··· Data for this exercise ···

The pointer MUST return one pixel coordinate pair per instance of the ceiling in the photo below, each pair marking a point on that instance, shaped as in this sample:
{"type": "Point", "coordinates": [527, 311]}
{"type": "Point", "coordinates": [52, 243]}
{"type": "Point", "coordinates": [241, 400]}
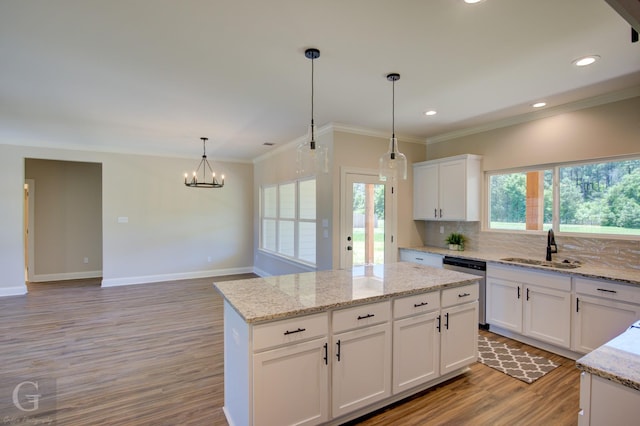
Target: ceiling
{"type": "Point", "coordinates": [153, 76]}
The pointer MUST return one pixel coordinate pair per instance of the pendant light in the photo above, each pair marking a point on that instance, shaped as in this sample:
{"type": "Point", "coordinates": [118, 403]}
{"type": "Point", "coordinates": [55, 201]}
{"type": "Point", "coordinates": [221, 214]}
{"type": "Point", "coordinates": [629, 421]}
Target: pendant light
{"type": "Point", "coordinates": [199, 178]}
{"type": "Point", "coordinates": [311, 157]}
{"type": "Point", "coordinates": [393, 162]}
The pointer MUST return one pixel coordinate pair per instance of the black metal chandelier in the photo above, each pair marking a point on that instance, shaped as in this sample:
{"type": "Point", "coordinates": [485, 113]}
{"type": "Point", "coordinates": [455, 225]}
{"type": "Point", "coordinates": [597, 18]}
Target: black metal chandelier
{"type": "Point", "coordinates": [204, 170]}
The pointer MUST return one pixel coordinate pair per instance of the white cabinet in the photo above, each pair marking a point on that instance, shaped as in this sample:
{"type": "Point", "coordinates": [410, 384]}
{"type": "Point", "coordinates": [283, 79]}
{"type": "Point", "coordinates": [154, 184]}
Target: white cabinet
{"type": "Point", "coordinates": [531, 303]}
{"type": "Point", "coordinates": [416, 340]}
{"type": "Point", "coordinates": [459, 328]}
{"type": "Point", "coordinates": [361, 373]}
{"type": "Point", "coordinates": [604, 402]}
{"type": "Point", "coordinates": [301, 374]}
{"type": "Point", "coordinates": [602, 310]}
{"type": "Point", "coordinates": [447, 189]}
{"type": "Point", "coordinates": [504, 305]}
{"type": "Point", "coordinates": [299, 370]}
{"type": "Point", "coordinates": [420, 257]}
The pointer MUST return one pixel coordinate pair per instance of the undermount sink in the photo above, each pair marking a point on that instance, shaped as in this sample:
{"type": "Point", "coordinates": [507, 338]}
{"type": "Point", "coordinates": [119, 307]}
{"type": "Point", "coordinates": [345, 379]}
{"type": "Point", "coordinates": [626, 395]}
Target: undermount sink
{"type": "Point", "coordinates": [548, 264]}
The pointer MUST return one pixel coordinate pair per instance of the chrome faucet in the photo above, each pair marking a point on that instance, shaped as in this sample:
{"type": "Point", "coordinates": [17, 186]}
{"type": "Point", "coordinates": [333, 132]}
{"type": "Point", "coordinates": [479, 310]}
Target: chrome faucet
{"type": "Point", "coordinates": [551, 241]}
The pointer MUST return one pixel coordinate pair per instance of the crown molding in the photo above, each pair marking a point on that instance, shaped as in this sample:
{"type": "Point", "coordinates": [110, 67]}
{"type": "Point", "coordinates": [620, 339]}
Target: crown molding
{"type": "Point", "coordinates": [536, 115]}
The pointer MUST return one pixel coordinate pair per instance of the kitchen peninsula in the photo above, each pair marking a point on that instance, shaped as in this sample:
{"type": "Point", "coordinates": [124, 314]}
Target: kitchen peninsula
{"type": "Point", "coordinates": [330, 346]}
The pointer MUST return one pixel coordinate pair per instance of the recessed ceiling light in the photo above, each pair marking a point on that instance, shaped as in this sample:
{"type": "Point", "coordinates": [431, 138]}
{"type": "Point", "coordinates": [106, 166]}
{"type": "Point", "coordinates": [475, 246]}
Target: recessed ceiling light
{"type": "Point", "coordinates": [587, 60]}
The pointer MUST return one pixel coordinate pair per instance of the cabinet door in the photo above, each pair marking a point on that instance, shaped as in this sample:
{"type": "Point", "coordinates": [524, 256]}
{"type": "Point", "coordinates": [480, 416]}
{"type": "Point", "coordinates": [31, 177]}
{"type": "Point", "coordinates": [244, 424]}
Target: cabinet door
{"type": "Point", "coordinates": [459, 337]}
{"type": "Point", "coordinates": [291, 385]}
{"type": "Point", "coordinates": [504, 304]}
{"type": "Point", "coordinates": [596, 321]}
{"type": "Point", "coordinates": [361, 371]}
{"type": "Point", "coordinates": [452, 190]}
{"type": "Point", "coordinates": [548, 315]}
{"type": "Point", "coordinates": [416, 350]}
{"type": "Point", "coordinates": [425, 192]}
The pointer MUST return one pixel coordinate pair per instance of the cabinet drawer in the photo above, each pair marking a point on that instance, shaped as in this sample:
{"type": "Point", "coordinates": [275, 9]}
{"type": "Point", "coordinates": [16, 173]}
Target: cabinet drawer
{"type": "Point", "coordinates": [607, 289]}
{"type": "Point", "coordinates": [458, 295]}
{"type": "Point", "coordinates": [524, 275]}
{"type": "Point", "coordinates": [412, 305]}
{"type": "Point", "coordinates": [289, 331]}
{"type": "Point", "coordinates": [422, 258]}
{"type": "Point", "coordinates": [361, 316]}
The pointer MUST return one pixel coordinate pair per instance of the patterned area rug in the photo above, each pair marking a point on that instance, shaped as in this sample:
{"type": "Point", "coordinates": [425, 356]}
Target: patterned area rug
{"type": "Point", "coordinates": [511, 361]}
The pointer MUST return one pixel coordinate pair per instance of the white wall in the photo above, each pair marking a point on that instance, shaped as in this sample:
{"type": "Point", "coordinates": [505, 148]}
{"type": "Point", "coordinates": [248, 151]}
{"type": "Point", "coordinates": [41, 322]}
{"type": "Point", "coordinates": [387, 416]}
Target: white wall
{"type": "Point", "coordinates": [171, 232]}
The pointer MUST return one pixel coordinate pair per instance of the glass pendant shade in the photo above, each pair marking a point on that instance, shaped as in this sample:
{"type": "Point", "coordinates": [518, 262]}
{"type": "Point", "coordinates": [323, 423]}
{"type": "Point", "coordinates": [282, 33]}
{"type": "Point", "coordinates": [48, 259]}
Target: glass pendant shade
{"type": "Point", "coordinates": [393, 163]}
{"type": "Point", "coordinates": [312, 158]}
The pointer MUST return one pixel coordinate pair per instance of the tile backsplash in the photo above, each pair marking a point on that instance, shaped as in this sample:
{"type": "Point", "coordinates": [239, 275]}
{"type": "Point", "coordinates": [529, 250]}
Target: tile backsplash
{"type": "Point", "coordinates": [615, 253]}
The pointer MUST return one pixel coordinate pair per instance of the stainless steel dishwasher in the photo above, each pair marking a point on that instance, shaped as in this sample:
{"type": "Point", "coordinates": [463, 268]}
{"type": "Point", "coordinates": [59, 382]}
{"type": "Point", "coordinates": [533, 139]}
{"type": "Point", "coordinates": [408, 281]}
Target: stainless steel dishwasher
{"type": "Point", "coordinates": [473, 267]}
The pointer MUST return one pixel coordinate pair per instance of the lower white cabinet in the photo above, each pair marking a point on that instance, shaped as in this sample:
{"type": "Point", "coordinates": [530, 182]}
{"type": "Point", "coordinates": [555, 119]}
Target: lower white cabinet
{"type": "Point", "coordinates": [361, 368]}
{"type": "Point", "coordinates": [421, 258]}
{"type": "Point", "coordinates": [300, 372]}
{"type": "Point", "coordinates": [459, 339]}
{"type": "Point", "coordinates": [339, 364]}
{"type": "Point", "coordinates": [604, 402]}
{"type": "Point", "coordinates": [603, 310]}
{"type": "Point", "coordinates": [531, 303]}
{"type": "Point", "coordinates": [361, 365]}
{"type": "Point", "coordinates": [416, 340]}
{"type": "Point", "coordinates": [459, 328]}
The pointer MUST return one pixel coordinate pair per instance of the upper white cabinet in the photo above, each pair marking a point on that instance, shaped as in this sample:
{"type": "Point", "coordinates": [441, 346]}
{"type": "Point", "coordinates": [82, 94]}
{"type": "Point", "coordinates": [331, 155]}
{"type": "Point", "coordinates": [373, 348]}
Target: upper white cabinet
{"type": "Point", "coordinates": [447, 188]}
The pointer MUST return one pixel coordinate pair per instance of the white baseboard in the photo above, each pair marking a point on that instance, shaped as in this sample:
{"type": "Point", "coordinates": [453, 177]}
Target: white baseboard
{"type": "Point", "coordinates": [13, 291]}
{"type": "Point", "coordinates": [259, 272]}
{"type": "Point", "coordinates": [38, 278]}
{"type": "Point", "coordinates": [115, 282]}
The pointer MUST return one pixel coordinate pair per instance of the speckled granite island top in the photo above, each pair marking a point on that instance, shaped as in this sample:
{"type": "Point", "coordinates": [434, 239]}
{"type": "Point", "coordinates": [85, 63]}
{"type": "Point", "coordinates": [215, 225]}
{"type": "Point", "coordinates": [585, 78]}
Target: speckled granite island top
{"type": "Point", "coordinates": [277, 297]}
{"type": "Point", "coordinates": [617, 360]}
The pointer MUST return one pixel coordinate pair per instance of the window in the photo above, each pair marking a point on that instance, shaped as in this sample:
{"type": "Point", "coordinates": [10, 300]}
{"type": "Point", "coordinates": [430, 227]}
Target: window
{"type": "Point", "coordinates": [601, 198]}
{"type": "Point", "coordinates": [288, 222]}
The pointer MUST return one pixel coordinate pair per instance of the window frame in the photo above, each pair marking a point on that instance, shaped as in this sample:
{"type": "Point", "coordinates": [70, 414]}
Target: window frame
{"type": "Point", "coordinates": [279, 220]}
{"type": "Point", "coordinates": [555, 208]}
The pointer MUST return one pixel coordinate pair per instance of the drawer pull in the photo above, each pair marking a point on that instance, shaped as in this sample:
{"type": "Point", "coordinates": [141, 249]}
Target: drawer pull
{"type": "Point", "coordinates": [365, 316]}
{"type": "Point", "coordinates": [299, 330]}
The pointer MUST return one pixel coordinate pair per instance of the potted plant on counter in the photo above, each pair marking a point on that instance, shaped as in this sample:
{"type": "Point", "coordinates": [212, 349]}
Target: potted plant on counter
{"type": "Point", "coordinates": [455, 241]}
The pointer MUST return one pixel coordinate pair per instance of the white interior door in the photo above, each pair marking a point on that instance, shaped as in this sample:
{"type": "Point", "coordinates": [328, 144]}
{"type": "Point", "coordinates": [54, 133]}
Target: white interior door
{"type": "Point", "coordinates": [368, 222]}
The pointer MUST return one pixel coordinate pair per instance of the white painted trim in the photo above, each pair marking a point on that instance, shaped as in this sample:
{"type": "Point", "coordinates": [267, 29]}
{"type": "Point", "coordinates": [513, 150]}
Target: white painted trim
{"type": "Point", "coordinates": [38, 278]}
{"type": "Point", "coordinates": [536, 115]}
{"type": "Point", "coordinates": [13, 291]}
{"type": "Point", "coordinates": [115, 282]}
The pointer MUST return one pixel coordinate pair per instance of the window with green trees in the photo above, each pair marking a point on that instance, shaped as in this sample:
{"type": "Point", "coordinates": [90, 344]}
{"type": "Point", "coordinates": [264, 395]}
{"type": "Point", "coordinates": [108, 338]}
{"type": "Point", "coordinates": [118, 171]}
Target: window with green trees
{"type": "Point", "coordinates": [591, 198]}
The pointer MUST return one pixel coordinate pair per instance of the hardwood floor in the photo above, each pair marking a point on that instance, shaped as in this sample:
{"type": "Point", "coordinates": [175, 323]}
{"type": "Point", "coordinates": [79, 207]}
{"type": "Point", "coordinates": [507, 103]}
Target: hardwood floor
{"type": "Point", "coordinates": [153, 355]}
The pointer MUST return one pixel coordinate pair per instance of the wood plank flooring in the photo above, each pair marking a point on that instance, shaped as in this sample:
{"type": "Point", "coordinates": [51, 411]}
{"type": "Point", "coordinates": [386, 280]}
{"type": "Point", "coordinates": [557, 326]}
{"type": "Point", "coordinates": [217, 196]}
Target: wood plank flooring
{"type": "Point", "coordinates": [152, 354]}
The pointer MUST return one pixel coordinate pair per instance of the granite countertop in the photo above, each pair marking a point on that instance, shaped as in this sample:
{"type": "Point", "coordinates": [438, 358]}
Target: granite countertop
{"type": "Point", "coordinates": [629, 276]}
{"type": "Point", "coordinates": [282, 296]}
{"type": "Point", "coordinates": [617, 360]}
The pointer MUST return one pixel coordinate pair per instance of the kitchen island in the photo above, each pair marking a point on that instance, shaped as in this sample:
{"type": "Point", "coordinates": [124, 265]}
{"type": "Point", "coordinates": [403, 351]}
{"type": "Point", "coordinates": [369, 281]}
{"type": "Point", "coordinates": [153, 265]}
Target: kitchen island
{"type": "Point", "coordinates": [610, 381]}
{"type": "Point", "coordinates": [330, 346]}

···

Problem to solve:
Please copy, exactly and with nothing else, the lines above beginning at the line that has "Target: ceiling" and ending with the line that has "of the pendant".

Answer to the exercise:
Target: ceiling
{"type": "Point", "coordinates": [153, 76]}
The pointer MUST return one pixel coordinate pair per instance of the pendant light in the photo above, each pair marking a point on that instance, shaped as in this sample:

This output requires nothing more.